Rice University’s Laboratory for Nanophotonics (LANP) has been awarded a highly competitive, five-year, $3 million federal grant for a program to prepare students in the design and fabrication of nanoscale optical components and their applications in emerging technologies.
Nanophotonics, the development of new ways to generate and manipulate light using ultrasmall engineered structures — some as tiny as a strand of DNA — is one of the fastest-growing fields in nanotechnology. Nanophotonics spans the disciplines of physics, chemistry, electrical engineering and bioengineering, and it holds promise for important technological advances in industries as diverse as microelectronics, magnetic recording, biomedicine, environmental remediation and homeland security.
The purpose of the training program is to create leaders with the technical and professional skills needed to achieve research breakthroughs in this emerging area and to apply them to a broad range of advanced technologies. The grant was awarded by one of the National Science Foundation’s most competitive programs, the Integrative Graduate Education and Research Training (IGERT) program.
“Rice has long been known for cross-cutting interdisciplinary research in emerging fields such as biomedicine, information technology and nanotechnology,” said Naomi Halas, the Stanley C. Moore Professor of Electrical and Computer Engineering, professor of chemistry and LANP director.

## USING THE INFORMATION
• A. In the article on the Rice nanophotonics grant, which National Science Foundation program awarded the grant?
• B. List every industry that the article on the Rice nanophotonics grant names as a place where nanophotonics could bring technological advances.

## DATA UNDER STUDY
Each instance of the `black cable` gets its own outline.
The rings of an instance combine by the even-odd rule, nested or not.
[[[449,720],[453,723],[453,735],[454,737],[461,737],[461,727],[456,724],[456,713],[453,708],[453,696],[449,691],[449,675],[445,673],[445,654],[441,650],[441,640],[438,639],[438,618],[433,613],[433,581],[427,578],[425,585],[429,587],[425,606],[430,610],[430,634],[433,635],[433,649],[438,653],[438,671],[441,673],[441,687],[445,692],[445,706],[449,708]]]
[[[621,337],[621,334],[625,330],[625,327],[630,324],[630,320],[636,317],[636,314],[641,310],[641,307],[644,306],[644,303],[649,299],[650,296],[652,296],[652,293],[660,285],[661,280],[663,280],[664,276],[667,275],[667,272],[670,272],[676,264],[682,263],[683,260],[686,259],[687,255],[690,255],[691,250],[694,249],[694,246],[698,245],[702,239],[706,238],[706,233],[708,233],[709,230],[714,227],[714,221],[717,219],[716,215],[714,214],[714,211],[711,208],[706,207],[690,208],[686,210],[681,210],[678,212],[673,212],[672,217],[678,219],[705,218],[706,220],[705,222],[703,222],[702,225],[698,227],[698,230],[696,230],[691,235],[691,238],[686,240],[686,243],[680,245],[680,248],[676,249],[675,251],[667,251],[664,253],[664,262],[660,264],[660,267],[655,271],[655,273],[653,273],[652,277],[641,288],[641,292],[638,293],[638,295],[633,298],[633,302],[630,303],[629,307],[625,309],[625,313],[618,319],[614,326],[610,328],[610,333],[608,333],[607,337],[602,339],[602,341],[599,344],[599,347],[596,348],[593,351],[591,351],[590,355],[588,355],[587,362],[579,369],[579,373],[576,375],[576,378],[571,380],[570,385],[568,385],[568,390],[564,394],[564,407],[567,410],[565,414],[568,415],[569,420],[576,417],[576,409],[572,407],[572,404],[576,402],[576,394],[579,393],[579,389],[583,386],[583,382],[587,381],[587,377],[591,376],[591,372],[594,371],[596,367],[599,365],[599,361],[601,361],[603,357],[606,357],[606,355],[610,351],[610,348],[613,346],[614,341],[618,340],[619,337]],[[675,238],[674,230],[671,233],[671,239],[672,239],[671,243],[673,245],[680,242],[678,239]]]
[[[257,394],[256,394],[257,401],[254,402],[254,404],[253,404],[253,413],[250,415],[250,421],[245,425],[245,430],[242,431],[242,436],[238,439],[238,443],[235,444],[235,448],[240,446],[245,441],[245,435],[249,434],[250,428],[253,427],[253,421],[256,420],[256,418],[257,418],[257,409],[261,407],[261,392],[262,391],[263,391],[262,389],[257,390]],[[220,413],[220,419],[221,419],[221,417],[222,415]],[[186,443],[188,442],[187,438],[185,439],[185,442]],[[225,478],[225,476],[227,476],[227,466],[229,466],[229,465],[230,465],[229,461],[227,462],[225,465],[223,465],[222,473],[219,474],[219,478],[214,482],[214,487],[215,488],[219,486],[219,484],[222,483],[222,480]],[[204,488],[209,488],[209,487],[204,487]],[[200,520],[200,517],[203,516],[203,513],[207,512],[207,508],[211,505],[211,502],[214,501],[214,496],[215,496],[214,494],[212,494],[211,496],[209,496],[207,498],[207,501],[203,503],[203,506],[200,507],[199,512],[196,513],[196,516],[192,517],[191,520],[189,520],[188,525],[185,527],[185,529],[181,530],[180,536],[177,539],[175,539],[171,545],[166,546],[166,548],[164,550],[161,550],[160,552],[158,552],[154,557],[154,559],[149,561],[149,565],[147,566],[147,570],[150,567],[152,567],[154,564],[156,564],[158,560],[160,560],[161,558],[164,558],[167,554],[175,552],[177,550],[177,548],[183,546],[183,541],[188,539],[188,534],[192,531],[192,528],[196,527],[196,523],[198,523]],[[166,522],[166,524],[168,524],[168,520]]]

## RESULTS OF THE TASKS
• A. The Integrative Graduate Education and Research Training (IGERT) program.

• B. Microelectronics, magnetic recording, biomedicine, environmental remediation, homeland security